* REQUEST *
Output every line of the rows below as a JSON list of strings, one string per line, omitting any blank lines.

[Data entries]
_____

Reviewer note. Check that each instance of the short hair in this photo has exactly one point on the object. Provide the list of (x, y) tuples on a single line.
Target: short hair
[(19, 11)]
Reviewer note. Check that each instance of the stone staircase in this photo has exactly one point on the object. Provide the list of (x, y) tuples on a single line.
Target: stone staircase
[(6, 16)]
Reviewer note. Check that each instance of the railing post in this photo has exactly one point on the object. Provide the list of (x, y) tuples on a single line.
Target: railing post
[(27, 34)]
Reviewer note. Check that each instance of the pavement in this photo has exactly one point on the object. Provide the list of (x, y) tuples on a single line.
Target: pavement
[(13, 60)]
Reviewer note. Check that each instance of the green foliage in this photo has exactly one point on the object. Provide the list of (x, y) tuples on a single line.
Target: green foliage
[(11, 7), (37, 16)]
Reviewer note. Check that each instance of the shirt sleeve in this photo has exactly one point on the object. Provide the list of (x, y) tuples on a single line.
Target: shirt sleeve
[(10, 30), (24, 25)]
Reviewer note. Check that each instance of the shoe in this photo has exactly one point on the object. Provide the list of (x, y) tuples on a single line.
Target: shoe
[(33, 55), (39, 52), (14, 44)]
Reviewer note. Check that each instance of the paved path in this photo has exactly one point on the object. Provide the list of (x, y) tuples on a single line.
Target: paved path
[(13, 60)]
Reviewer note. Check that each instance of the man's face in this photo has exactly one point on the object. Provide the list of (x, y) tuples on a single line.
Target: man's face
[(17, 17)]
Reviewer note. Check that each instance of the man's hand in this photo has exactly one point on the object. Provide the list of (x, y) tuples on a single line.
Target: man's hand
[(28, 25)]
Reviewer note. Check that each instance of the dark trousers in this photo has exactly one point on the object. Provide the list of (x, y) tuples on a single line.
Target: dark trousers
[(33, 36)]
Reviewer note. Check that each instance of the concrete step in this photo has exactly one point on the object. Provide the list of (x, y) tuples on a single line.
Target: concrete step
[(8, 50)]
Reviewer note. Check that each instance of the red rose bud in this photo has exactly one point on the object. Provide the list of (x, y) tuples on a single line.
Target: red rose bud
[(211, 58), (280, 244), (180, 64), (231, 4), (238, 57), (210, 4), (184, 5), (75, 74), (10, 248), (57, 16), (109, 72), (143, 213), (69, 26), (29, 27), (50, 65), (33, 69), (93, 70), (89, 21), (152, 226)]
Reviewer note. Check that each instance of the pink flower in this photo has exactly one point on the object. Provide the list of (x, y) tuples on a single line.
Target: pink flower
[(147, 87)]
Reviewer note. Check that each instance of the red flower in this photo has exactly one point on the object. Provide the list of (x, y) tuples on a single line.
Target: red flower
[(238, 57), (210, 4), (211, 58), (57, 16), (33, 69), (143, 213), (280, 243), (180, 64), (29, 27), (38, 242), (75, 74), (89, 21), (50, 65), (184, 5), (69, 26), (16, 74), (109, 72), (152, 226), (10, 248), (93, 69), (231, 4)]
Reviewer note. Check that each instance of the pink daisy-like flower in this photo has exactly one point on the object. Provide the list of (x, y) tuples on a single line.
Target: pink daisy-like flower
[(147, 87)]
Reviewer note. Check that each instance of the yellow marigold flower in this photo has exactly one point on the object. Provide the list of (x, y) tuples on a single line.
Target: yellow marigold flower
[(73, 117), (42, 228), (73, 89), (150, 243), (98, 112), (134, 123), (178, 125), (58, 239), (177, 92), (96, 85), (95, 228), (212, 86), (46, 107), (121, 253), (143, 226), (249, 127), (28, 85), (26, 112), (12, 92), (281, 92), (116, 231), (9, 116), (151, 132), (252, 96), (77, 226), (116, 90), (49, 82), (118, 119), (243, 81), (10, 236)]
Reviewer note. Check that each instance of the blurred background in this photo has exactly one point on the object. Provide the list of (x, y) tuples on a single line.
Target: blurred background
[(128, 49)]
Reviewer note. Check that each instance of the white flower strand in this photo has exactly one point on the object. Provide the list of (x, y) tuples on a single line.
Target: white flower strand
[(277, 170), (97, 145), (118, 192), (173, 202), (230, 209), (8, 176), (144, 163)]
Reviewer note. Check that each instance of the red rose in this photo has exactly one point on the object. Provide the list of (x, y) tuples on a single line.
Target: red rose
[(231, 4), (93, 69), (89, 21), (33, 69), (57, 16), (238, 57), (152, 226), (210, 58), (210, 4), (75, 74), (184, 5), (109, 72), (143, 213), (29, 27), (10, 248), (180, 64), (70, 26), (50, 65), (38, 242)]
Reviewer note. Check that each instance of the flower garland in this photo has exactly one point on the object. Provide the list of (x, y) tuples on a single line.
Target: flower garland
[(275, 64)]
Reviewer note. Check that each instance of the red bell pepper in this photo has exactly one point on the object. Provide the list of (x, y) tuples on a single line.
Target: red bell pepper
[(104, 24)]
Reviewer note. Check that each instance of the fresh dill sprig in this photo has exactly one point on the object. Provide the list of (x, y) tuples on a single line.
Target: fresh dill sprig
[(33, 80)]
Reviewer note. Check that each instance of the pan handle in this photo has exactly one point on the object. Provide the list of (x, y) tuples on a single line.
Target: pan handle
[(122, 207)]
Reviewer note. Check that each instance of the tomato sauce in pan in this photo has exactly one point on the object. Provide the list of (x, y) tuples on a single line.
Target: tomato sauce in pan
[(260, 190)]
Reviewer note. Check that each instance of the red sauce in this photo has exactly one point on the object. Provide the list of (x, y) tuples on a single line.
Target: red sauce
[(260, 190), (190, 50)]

_____

* EXPECTED ANSWER *
[
  "Reviewer note. Check that each instance of the short hair in this photo has exactly one point on the object. Provide the list of (x, y) tuples on a single line.",
  "Target: short hair",
  "[(19, 11)]",
  "Reviewer note. Check that each instance of the stone staircase in this photo has exactly one point on the object. Provide the list of (x, y) tuples on a single line.",
  "Target: stone staircase",
  "[(6, 16)]",
  "Reviewer note. Check that each instance of the railing post in this photo has exactly one point on the object. Provide the list of (x, y) tuples on a single line.",
  "Target: railing post",
  "[(27, 34)]",
  "Reviewer note. Check that each instance of the pavement in this photo has exactly one point on the object. Provide the list of (x, y) tuples on a single line.",
  "Target: pavement",
  "[(13, 60)]",
  "Reviewer note. Check that each instance of the green foliage in this photo has exactly one point on the object. Provide the list of (x, y) tuples on a single line.",
  "Target: green foliage",
  "[(11, 7), (37, 16)]",
  "Reviewer note. Check that each instance of the shirt sleeve in this photo has exactly one point on the object. Provide the list of (x, y) tuples on a single line.",
  "Target: shirt sleeve",
  "[(10, 30), (24, 25)]",
  "Reviewer note. Check that each instance of the shoe in this photo has exactly one point on the object. Provide the list of (x, y) tuples on a single line.",
  "Target: shoe",
  "[(33, 55), (39, 52), (14, 44)]",
  "Reviewer note. Check that each instance of the paved path in this photo has exactly one point on the object. Provide the list of (x, y) tuples on a single line.",
  "Target: paved path",
  "[(13, 60)]",
  "Reviewer note. Check that each instance of the man's face in this photo has exactly one point on the object. Provide the list of (x, y) tuples on a single line.",
  "Target: man's face",
  "[(17, 17)]",
  "Reviewer note. Check that each instance of the man's hand in this photo has exactly one point on the object. Provide the list of (x, y) tuples on a single line.",
  "Target: man's hand",
  "[(28, 25)]",
  "Reviewer note. Check that each instance of the dark trousers in this photo has exactly one point on the object. Provide the list of (x, y) tuples on a single line.",
  "Target: dark trousers",
  "[(33, 36)]",
  "Reviewer note. Check that each instance of the concrete step in this photo has exactly one point on the object. Provide the list of (x, y) tuples on a single line.",
  "Target: concrete step",
  "[(8, 50)]",
  "Reviewer note. Check that each instance of the red rose bud in this photo has exactly one point on the object. Provide the list of (x, y) tuples on a single line.",
  "Target: red rose bud",
  "[(211, 58), (280, 244), (180, 64), (231, 4), (238, 57), (210, 4), (184, 5), (75, 74), (10, 248), (57, 16), (109, 72), (143, 213), (69, 26), (29, 27), (50, 65), (33, 69), (93, 70), (89, 21), (152, 226)]",
  "Reviewer note. Check that each instance of the pink flower in this photo has exactly one point on the object. Provide the list of (x, y) tuples on a single line.",
  "Target: pink flower",
  "[(147, 87)]",
  "Reviewer note. Check that each instance of the red flower in this photo has exactly one point on the object. Provide the list of (x, y) tuples on a single line.",
  "Target: red flower",
  "[(238, 57), (210, 4), (211, 58), (57, 16), (33, 69), (143, 213), (280, 243), (180, 64), (29, 27), (38, 242), (75, 74), (89, 21), (50, 65), (184, 5), (69, 26), (16, 74), (109, 72), (152, 226), (10, 248), (93, 69), (231, 4)]",
  "Reviewer note. Check that each instance of the pink daisy-like flower in this photo has exactly one point on the object. Provide the list of (x, y) tuples on a single line.",
  "Target: pink daisy-like flower",
  "[(147, 87)]",
  "Reviewer note. Check that each instance of the yellow marigold flower in this photo has exactly one point on the object. Provide the list of (x, y) tuples on a single line.",
  "Target: yellow marigold flower",
  "[(73, 117), (42, 228), (73, 89), (150, 243), (98, 112), (134, 123), (178, 125), (58, 239), (177, 92), (96, 85), (95, 228), (212, 86), (46, 107), (121, 253), (143, 226), (249, 127), (28, 85), (26, 112), (12, 92), (281, 92), (116, 231), (9, 116), (151, 132), (252, 96), (77, 226), (116, 90), (49, 82), (118, 119), (243, 81), (10, 236)]",
  "Reviewer note. Check that each instance of the blurred background in this photo has exactly one point on the object. Provide the list of (x, y) tuples on a single line.",
  "Target: blurred background",
  "[(128, 49)]",
  "Reviewer note. Check that each instance of the white flower strand in this photo has exactly one point on the object. Provide the list of (x, y) tuples on a single line.",
  "Target: white flower strand",
  "[(277, 170), (97, 145), (118, 192), (173, 202), (230, 209), (8, 176), (144, 163)]",
  "Reviewer note. Check that each instance of the red rose in this photo has exactly one point on the object. Provide the list of (x, y) tuples on a single line.",
  "Target: red rose",
  "[(231, 4), (93, 69), (89, 21), (33, 69), (57, 16), (238, 57), (152, 226), (210, 58), (210, 4), (75, 74), (184, 5), (109, 72), (143, 213), (29, 27), (10, 248), (180, 64), (70, 26), (50, 65), (38, 242)]",
  "Reviewer note. Check that each instance of the flower garland in this photo has exactly one point on the object. Provide the list of (x, y) tuples on a single line.",
  "Target: flower garland",
  "[(275, 64)]",
  "Reviewer note. Check that each instance of the red bell pepper in this photo has exactly one point on the object. Provide the list of (x, y) tuples on a single line.",
  "Target: red bell pepper",
  "[(104, 24)]",
  "Reviewer note. Check that each instance of the fresh dill sprig in this photo has exactly one point on the object. Provide the list of (x, y) tuples on a single line.",
  "Target: fresh dill sprig",
  "[(33, 80)]",
  "Reviewer note. Check that each instance of the pan handle in this photo has exactly one point on the object. Provide the list of (x, y) tuples on a single line.",
  "Target: pan handle",
  "[(122, 207)]",
  "Reviewer note. Check that each instance of the tomato sauce in pan in this photo has exactly one point on the object. Provide the list of (x, y) tuples on a single line.",
  "Target: tomato sauce in pan",
  "[(260, 190)]",
  "Reviewer note. Check that each instance of the red sauce in this photo has exactly one point on the object. Provide the list of (x, y) tuples on a single line.",
  "Target: red sauce",
  "[(260, 190), (190, 50)]"
]